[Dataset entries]
━━━━━━━━━━━━━━━━━━━━

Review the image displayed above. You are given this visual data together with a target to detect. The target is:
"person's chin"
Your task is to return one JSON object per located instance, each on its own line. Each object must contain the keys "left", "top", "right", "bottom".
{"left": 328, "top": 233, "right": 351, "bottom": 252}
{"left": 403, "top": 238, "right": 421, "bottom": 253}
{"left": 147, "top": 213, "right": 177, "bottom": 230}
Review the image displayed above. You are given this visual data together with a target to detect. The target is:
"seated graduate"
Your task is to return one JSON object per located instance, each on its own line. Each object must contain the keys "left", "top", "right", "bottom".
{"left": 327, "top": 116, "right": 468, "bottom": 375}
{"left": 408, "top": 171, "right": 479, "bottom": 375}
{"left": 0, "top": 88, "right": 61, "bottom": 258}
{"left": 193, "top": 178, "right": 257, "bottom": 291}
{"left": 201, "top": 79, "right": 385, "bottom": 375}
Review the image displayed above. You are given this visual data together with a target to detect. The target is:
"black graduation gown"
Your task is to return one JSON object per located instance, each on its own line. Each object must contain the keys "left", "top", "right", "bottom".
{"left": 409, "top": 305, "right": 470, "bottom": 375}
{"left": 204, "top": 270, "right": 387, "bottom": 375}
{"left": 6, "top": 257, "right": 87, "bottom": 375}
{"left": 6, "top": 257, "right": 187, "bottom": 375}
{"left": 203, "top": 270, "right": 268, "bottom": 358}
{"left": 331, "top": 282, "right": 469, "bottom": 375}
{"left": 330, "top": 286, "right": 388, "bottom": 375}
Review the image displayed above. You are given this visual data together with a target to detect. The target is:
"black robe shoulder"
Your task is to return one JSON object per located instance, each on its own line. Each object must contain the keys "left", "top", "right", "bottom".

━━━━━━━━━━━━━━━━━━━━

Task details:
Give every record again, exactly as it reads.

Exercise answer:
Review the image displayed above. You are given this visual data together with a target to detect. The target is:
"person's chin"
Your task is to return one JSON object per located instance, each on its own line. Each object must contain the keys "left", "top", "right", "bottom".
{"left": 328, "top": 233, "right": 351, "bottom": 252}
{"left": 403, "top": 238, "right": 421, "bottom": 253}
{"left": 147, "top": 213, "right": 177, "bottom": 230}
Review the image displayed above. You are given this visual data together with a target to detect. The target is:
"seated graduate"
Your task is to return one JSON object per located instance, each on its own line. Each object must contain the keys "left", "top", "right", "bottom".
{"left": 327, "top": 116, "right": 468, "bottom": 375}
{"left": 408, "top": 171, "right": 479, "bottom": 375}
{"left": 0, "top": 88, "right": 61, "bottom": 258}
{"left": 193, "top": 178, "right": 257, "bottom": 291}
{"left": 201, "top": 79, "right": 385, "bottom": 375}
Review the image displayed above. You are given this visual data together with a target to detect. The target is:
"black graduation gown"
Your task is to return one JSON object per located instance, each on its own line. Each object must contain the keys "left", "top", "right", "bottom".
{"left": 409, "top": 305, "right": 470, "bottom": 375}
{"left": 204, "top": 270, "right": 387, "bottom": 375}
{"left": 6, "top": 257, "right": 87, "bottom": 375}
{"left": 6, "top": 257, "right": 187, "bottom": 375}
{"left": 203, "top": 270, "right": 268, "bottom": 358}
{"left": 331, "top": 282, "right": 469, "bottom": 375}
{"left": 330, "top": 286, "right": 388, "bottom": 375}
Review the image displayed above. You are given this visual data together with a target to detect. The target is:
"black robe shoulder"
Your task is to return one JSON object per located instance, each on its own line. Each object must contain the keys "left", "top", "right", "bottom".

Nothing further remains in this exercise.